MATERIAL FOR THE TASK:

=== Section Start ===

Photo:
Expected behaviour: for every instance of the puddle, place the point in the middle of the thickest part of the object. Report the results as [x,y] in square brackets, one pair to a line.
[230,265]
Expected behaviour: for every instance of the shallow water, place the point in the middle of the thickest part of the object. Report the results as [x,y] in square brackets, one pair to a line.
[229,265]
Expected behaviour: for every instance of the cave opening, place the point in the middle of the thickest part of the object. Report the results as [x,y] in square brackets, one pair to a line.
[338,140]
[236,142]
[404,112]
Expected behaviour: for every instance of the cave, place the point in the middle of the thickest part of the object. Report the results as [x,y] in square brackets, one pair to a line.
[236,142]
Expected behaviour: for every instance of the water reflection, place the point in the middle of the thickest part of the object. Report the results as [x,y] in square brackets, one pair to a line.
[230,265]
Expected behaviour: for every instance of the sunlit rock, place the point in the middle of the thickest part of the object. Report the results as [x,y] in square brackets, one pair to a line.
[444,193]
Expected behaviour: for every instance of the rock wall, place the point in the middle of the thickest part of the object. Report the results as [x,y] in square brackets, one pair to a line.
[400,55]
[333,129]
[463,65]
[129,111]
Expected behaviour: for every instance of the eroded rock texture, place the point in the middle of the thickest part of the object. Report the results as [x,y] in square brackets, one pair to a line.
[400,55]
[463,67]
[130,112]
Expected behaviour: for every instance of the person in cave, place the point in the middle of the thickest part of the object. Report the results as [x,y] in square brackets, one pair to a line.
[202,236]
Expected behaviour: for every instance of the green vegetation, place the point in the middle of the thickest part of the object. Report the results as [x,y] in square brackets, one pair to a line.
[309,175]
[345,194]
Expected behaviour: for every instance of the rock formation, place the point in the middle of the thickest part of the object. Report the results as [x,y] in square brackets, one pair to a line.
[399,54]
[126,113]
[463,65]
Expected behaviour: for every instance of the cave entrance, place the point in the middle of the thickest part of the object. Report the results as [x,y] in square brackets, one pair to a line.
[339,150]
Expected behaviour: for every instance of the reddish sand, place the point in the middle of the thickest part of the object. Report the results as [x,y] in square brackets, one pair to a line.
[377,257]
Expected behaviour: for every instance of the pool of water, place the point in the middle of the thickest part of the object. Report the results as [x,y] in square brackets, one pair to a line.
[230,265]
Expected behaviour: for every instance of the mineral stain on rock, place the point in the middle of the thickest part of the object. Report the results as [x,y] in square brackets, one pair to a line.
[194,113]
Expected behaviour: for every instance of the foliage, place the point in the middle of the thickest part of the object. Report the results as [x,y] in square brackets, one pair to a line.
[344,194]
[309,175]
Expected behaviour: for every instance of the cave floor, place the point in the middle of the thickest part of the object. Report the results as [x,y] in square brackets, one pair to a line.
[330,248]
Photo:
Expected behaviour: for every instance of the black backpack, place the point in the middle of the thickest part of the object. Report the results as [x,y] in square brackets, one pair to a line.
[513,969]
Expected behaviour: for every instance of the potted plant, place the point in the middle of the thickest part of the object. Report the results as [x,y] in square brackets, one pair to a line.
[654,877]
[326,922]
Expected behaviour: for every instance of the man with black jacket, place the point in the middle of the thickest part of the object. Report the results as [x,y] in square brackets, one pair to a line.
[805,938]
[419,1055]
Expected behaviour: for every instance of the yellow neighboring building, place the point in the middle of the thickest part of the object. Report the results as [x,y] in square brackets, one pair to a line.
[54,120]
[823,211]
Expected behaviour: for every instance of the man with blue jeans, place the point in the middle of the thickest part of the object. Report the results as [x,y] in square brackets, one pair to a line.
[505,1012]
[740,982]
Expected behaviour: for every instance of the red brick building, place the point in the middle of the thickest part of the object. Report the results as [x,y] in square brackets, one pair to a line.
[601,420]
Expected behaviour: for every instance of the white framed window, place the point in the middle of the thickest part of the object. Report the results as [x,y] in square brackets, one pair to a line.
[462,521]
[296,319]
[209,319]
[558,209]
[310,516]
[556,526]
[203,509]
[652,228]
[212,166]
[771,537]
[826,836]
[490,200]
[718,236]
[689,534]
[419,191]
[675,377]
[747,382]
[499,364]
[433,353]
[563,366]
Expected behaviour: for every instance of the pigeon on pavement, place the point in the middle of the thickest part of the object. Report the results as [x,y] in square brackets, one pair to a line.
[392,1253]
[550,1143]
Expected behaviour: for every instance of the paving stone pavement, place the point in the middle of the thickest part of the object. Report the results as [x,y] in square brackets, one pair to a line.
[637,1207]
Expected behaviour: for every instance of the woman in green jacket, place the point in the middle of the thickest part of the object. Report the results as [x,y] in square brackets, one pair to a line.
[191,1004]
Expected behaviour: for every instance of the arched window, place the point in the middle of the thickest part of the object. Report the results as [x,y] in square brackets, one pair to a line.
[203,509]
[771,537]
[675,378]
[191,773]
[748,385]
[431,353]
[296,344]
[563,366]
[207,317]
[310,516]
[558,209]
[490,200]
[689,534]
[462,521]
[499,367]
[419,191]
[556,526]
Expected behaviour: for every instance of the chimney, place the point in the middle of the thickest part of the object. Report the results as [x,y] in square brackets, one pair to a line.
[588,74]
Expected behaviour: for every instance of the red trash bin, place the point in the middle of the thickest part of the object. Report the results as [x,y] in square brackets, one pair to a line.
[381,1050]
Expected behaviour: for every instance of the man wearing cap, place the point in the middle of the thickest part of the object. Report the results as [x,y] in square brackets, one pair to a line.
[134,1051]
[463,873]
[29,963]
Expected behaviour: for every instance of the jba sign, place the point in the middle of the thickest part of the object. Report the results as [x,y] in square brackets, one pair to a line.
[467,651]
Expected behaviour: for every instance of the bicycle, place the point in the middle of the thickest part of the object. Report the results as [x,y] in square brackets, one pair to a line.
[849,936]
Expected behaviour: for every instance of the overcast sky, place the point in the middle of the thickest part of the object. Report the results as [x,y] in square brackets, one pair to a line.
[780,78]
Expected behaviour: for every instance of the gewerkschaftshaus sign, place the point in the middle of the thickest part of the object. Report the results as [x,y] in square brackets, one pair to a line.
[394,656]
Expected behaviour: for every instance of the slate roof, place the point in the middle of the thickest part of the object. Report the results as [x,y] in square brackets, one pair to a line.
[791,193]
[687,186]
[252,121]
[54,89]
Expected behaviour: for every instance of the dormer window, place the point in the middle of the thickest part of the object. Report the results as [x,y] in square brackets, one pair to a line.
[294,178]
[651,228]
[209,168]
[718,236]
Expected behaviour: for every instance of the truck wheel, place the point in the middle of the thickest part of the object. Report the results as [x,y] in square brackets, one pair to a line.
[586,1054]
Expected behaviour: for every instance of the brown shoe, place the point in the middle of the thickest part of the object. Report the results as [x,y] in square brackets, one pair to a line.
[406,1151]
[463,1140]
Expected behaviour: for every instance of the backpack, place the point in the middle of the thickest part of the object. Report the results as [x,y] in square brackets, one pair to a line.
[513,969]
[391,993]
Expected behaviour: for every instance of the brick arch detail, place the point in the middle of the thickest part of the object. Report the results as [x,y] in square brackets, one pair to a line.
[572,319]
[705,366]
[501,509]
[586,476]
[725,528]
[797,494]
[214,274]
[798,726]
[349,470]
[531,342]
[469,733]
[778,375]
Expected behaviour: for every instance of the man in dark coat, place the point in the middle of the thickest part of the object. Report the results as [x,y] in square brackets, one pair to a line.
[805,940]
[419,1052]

=== Section End ===
=== Section Start ===

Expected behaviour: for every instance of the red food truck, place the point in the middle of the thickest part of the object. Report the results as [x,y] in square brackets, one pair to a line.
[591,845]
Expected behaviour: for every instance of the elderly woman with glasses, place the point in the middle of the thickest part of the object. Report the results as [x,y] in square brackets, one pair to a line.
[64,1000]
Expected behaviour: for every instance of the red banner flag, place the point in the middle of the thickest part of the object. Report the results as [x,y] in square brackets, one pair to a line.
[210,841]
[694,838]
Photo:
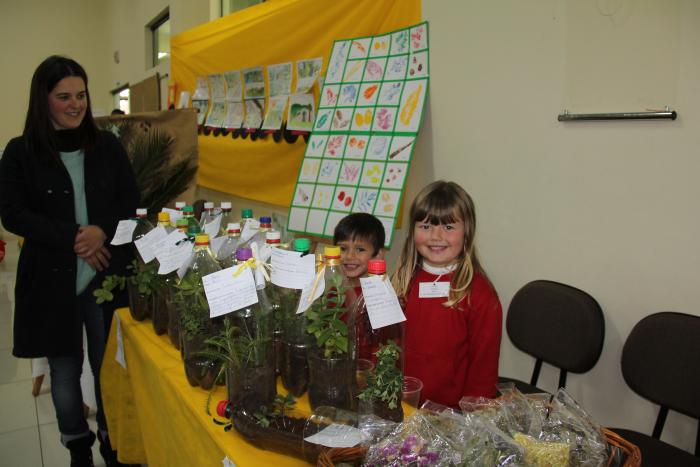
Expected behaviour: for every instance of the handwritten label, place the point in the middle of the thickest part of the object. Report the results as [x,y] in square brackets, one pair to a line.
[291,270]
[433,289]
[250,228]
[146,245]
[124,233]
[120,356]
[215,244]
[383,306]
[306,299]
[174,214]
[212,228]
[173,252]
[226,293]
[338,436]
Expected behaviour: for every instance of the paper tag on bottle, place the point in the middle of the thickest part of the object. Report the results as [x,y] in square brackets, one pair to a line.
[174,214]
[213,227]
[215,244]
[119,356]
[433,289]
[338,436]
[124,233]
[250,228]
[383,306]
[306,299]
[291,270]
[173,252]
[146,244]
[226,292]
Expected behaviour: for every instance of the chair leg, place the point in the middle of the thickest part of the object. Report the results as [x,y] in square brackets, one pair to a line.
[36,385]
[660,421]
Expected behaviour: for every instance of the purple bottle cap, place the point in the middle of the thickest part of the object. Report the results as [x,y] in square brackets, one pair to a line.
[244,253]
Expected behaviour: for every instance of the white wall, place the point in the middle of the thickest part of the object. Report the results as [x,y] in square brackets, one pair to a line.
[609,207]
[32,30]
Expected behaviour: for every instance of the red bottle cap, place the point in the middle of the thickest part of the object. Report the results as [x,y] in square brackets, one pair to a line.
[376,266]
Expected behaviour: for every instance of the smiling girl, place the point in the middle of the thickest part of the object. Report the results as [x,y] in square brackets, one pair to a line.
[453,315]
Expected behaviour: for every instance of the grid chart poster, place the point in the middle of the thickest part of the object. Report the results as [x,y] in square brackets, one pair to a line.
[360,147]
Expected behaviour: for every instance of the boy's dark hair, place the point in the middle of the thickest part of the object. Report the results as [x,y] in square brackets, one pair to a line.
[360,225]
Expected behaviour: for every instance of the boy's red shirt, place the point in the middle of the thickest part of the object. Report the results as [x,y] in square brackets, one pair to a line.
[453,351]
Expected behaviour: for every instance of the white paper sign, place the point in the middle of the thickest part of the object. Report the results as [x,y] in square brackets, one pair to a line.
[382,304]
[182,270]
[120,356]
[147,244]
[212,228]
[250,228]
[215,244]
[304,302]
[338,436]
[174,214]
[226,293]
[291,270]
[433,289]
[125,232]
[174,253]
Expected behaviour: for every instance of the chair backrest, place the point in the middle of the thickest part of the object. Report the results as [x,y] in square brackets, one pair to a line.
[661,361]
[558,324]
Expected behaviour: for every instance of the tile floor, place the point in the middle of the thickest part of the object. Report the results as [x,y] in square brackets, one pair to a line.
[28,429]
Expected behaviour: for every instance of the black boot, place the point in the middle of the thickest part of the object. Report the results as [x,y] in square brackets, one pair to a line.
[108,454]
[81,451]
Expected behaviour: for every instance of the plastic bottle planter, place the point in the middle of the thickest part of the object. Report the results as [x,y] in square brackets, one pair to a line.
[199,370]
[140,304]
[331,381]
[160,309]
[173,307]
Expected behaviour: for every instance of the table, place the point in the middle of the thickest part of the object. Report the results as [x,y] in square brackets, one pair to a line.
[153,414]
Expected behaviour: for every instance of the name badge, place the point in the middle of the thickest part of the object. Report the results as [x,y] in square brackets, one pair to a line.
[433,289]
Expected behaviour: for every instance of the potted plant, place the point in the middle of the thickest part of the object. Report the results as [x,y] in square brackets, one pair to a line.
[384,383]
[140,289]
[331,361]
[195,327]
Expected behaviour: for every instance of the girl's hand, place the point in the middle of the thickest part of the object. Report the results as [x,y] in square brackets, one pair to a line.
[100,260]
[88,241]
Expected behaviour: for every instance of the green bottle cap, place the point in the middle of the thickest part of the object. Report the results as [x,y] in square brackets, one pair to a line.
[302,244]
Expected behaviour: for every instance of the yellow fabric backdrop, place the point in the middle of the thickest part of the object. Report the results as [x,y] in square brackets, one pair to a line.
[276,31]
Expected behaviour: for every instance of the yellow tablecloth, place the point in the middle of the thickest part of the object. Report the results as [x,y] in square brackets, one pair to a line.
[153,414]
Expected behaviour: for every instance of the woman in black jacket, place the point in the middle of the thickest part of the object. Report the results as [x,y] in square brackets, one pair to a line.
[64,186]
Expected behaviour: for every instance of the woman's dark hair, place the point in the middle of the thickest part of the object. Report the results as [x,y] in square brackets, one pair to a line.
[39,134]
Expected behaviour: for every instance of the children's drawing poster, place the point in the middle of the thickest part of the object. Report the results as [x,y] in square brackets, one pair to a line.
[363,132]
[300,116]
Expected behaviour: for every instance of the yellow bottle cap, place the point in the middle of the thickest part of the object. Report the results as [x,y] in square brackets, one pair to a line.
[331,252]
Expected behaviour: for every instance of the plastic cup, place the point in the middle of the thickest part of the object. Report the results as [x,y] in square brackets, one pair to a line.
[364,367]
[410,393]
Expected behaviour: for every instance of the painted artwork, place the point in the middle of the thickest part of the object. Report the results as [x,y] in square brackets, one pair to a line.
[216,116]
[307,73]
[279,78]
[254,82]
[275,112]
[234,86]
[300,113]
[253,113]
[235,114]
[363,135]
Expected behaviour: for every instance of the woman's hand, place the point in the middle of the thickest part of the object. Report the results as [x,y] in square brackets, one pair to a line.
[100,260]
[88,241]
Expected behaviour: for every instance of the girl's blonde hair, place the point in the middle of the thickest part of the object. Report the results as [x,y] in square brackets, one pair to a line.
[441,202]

=== Section End ===
=== Section Start ===

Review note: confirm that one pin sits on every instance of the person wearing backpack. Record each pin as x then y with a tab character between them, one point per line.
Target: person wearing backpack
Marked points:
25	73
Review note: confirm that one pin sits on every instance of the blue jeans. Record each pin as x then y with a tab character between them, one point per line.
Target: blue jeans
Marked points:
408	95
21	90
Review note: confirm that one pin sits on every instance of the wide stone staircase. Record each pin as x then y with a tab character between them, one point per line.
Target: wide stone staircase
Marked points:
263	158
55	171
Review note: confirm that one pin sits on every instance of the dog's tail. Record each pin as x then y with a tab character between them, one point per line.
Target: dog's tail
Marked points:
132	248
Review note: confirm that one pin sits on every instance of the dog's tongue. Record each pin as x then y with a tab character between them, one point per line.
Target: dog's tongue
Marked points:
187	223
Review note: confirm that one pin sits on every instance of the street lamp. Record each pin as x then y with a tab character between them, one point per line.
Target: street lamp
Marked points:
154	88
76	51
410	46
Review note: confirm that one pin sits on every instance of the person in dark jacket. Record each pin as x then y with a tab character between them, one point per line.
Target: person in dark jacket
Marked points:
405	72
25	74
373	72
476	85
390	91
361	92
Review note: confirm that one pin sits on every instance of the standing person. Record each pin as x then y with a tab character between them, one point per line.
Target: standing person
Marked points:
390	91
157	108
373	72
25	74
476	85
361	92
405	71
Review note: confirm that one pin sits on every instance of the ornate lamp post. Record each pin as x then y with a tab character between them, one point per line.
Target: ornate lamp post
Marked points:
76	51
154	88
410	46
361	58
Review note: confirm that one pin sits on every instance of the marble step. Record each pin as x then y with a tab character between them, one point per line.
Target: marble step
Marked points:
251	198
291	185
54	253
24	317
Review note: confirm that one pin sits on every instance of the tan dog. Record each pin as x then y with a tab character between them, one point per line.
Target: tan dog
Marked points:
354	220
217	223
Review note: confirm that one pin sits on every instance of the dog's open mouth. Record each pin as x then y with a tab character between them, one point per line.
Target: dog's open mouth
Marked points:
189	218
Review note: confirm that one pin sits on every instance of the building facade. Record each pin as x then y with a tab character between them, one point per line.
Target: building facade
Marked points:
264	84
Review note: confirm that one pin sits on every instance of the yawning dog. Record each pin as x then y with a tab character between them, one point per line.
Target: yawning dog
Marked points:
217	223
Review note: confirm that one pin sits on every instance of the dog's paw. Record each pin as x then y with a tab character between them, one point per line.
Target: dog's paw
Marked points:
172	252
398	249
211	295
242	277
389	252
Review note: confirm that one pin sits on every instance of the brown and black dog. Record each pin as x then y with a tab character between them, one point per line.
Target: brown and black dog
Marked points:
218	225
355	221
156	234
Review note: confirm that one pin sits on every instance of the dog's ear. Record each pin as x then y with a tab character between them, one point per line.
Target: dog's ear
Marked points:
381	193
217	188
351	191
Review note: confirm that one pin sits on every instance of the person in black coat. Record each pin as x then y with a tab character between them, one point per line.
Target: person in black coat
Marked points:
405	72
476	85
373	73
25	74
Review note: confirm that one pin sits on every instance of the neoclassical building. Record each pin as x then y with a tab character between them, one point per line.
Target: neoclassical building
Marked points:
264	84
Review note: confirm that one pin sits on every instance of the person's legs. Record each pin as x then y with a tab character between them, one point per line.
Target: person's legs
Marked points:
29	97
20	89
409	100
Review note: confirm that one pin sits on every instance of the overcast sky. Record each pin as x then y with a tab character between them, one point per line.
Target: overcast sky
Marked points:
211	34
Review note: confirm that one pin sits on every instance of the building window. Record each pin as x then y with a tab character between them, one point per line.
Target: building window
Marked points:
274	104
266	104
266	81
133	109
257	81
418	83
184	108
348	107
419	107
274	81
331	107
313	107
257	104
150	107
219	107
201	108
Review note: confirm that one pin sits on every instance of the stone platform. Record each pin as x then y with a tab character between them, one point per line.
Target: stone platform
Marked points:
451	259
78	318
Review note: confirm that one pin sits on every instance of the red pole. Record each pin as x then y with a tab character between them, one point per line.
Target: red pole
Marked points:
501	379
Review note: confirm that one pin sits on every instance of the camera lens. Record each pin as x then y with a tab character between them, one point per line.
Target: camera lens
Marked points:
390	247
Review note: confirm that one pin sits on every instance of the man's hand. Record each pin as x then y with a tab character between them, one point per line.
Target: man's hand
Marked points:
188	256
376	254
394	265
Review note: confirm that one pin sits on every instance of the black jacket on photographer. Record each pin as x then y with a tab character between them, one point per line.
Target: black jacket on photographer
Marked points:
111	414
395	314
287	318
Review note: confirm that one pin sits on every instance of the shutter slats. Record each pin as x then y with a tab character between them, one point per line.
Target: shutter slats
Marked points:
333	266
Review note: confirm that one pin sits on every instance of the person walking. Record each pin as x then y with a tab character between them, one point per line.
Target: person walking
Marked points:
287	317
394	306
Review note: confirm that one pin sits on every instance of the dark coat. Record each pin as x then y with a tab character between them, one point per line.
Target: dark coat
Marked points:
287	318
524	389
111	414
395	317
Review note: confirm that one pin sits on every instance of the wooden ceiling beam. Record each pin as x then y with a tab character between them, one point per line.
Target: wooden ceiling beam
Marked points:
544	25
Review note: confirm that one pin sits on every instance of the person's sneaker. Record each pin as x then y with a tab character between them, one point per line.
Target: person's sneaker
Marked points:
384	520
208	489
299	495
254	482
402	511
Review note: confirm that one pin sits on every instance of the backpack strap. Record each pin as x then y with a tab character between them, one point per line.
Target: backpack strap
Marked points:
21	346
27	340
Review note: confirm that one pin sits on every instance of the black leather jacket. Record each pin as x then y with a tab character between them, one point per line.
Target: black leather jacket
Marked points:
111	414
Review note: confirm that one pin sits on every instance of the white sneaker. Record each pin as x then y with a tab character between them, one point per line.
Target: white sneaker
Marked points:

=== Section End ===

WHAT IS NEEDED: Filter the records down to the lines that contain the string "street", and copy those lines.

RESULT:
Review note: confirm that one pin sits on every instance of the street lamp. Record each pin as x then y with a tab character between them, one point per line.
Target: street lamp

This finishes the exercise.